··· The data ···
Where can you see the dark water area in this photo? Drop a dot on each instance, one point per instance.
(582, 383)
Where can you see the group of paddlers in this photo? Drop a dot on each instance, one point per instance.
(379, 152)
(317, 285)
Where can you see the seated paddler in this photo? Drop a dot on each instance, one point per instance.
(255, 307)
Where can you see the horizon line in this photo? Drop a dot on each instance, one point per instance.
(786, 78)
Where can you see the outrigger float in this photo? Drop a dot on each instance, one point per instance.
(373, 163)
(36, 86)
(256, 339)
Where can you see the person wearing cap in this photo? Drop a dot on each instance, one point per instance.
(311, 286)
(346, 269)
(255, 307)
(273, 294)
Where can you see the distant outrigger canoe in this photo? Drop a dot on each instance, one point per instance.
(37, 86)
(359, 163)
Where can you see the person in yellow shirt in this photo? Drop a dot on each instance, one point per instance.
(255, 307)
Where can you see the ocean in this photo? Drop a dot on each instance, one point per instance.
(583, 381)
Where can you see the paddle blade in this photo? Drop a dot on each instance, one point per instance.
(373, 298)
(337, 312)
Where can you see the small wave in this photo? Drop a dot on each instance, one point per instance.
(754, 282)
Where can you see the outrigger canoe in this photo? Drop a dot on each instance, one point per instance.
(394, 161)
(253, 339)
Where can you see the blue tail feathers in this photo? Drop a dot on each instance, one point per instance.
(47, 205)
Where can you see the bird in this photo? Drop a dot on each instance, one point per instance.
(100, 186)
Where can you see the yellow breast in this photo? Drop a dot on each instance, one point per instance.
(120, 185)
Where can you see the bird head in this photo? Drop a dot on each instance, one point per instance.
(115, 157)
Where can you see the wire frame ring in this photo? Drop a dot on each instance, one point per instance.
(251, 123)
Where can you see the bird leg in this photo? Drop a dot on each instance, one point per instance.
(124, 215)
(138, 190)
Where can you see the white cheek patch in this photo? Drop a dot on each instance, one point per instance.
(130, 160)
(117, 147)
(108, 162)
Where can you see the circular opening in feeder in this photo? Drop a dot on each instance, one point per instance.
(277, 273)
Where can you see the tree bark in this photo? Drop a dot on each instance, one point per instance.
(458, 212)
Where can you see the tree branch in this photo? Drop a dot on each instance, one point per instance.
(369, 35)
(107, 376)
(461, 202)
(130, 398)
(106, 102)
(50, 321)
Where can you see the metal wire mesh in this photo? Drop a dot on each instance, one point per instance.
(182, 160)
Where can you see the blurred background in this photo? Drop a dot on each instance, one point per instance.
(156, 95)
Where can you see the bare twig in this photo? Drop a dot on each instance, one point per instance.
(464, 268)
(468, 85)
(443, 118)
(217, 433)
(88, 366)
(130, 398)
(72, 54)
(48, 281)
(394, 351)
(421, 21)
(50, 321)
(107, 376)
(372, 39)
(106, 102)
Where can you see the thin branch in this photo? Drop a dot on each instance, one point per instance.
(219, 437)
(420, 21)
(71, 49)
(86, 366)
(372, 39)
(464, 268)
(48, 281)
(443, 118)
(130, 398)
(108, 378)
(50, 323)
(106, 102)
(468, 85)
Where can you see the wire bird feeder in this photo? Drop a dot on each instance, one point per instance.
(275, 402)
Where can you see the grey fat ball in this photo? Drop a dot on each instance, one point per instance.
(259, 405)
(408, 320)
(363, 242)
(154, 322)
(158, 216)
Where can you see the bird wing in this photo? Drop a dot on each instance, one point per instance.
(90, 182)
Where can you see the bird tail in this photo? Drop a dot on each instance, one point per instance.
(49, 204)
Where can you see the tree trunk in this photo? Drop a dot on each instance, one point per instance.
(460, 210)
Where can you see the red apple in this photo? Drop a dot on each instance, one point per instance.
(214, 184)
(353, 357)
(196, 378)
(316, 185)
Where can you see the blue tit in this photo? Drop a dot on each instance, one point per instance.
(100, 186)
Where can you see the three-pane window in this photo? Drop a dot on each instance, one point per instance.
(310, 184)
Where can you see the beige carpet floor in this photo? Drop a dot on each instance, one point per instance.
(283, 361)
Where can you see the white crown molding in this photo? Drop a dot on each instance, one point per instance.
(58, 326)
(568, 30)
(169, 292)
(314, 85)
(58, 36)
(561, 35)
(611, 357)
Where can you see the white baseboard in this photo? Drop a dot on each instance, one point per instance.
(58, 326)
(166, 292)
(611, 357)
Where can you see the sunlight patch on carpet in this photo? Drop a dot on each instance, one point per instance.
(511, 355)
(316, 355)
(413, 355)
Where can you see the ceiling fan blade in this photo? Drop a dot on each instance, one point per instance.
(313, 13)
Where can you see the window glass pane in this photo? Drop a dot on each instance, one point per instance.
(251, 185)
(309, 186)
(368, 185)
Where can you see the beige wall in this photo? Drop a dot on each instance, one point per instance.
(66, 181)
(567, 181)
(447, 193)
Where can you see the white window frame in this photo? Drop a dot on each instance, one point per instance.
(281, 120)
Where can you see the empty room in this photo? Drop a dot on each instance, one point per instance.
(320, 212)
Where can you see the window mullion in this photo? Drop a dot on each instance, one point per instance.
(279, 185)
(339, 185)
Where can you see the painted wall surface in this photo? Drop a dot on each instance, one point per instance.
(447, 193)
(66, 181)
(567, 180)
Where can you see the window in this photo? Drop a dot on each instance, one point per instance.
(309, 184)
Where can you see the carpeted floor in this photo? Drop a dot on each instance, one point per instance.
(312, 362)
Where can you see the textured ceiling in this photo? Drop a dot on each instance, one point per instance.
···
- [What to produce]
All of the material above needs repeating. Keep it exact.

- [Answer section]
Where can you see the dark water area in this photo? Drop a dot on each instance, one point per instance.
(582, 383)
Where can you see the group of paddlers in this photo? Drop a dot on each instance, one point per instance.
(379, 152)
(317, 285)
Where can you see the seated paddler in this photo? Drop a dot on each instance, one point per instance.
(255, 307)
Where can you see the horizon line in this photo? Drop a dot on each instance, one point per instance.
(786, 78)
Where can you see the outrigger float in this photo? Drop a dot on each instance, one point per instance.
(373, 163)
(36, 86)
(256, 339)
Where can you see the person wearing cap in this photo? Drop a dot on each instance, one point per instance.
(311, 286)
(346, 269)
(255, 307)
(273, 294)
Where can you see the distant outrigger canoe in this photo? Drop a dot on each instance, one point per instance.
(37, 86)
(359, 163)
Where can you see the person in yellow shirt in this photo? Drop a dot on each instance, one point per instance.
(255, 307)
Where can you see the ocean in this photo? Drop a dot on each instance, one point per instance.
(583, 381)
Where can you see the paddle blade in this photo? Drop a dot on each instance, one point per instance.
(373, 298)
(337, 312)
Where can you see the small wave in this photo? Drop a dot on each instance, one point per instance.
(754, 282)
Where can you see the outrigger canoe in this photo? Drop a dot on each instance, one point per instance.
(394, 161)
(253, 339)
Where can you see the blue tail feathers in this photo? Drop a dot on each instance, one point per instance.
(47, 205)
Where can you see the bird in this photo? Drop a dot on each instance, one point per instance.
(100, 186)
Where can you see the yellow breast in this photo? Drop a dot on each instance, one point per instance.
(120, 185)
Where can you see the bird head in this photo? Drop a dot on each instance, one point per instance.
(115, 157)
Where can you see the wire frame ring in this photo? Drop a dot on each instance, one point per instance.
(251, 123)
Where can you see the bird leg in this photo? Drop a dot on each instance, one point per instance.
(124, 215)
(138, 190)
Where can you see the white cheek patch in this photo? Drop a dot on each instance, one point per instance.
(130, 160)
(117, 147)
(108, 162)
Where can you see the circular opening in feeder in this photo? Drop a dot on each instance, one point per instance.
(277, 273)
Where can you see the tree bark in this photo? Drop a dot on each instance, one point per instance.
(458, 212)
Where can you see the tree branch in this photo? Drop a dot on each instance, one point per instance.
(369, 35)
(107, 376)
(461, 202)
(130, 398)
(106, 102)
(50, 321)
Where can you see the metal wire mesh in this photo? Drop a dot on each instance, one point per instance.
(182, 160)
Where can you see the blurred background in this photo? Drop a dot on each instance, one point per instance.
(156, 95)
Where can you see the bare twig in this photo? Drop a dot on each instance, one point per instance.
(464, 268)
(468, 85)
(443, 118)
(217, 433)
(88, 366)
(130, 398)
(72, 54)
(48, 281)
(394, 351)
(421, 21)
(50, 321)
(107, 376)
(372, 39)
(106, 102)
Where can you see the thin branch in this photo? Drop a dot on each instance, one point per instance.
(219, 437)
(420, 21)
(71, 49)
(86, 366)
(372, 39)
(464, 268)
(48, 281)
(443, 118)
(130, 398)
(108, 378)
(50, 323)
(106, 102)
(468, 85)
Where can you see the wire bird feeder in this photo? Drop a dot on each instance, one point per instance.
(275, 402)
Where can you see the grey fat ball in this photo? Drop a dot on each instance, one point per instance.
(259, 405)
(408, 320)
(363, 242)
(154, 322)
(158, 216)
Where can you see the bird wing in this photo? Drop a dot on each instance, one point per instance.
(90, 182)
Where can you see the bird tail in this photo? Drop a dot on each instance, one point per instance.
(49, 204)
Where can you see the tree trunk in this photo? Drop a dot on each instance, one point per instance.
(460, 210)
Where can you see the red apple in this photo? Drop a dot on each instance, one point per instance.
(214, 184)
(353, 357)
(196, 378)
(316, 185)
Where can you see the blue tit in this photo? Drop a dot on each instance, one point per instance.
(100, 186)
Where can you see the three-pane window in this photo? Drop a dot on each instance, one point per instance.
(310, 184)
Where can you see the beige carpet floor in this photo? Drop a dot on each instance, one point per instance.
(283, 361)
Where can you see the white crown molding in this photo? Drop a dot on each instance, one point per instance.
(58, 326)
(568, 30)
(169, 292)
(314, 85)
(58, 36)
(561, 35)
(611, 357)
Where can you see the white baseboard in this photo? Drop a dot on each instance, one point per instance.
(58, 326)
(166, 292)
(611, 357)
Where can you see the sunlight patch on carpet in this photo? Drop a dot on each instance, one point per instance.
(511, 355)
(316, 355)
(413, 355)
Where can you see the ceiling fan blade in this photo? Drop a dot on each instance, one point per instance.
(313, 13)
Where can you see the window glass pane in this photo? Drop a dot on each instance, one point per instance.
(251, 185)
(309, 186)
(368, 185)
Where can you see the beige wall in this photo? Drop a dot on each instance, one point per instance.
(66, 181)
(567, 181)
(447, 193)
Where can you see the white window frame in this photo? Drop a dot on each instance, one point per instance.
(281, 120)
Where can you see the empty room in this photo? Drop a dot on each instance, one point per instance.
(320, 212)
Where can you see the window mullion in this photo? Drop a dot on each instance, one point per instance.
(279, 185)
(339, 185)
Where can you see the painted wall surface in this photo? Drop a dot on each instance, one point per instance.
(447, 193)
(66, 181)
(567, 180)
Where can you see the window in this photo? Drop a dot on each instance, one point per instance.
(309, 184)
Where can you see the carpeted floor in this photo? Drop a dot on each instance, one point per instance.
(312, 362)
Where can you see the textured ceiling in this photo? Drop a dot on each instance, one point per instance.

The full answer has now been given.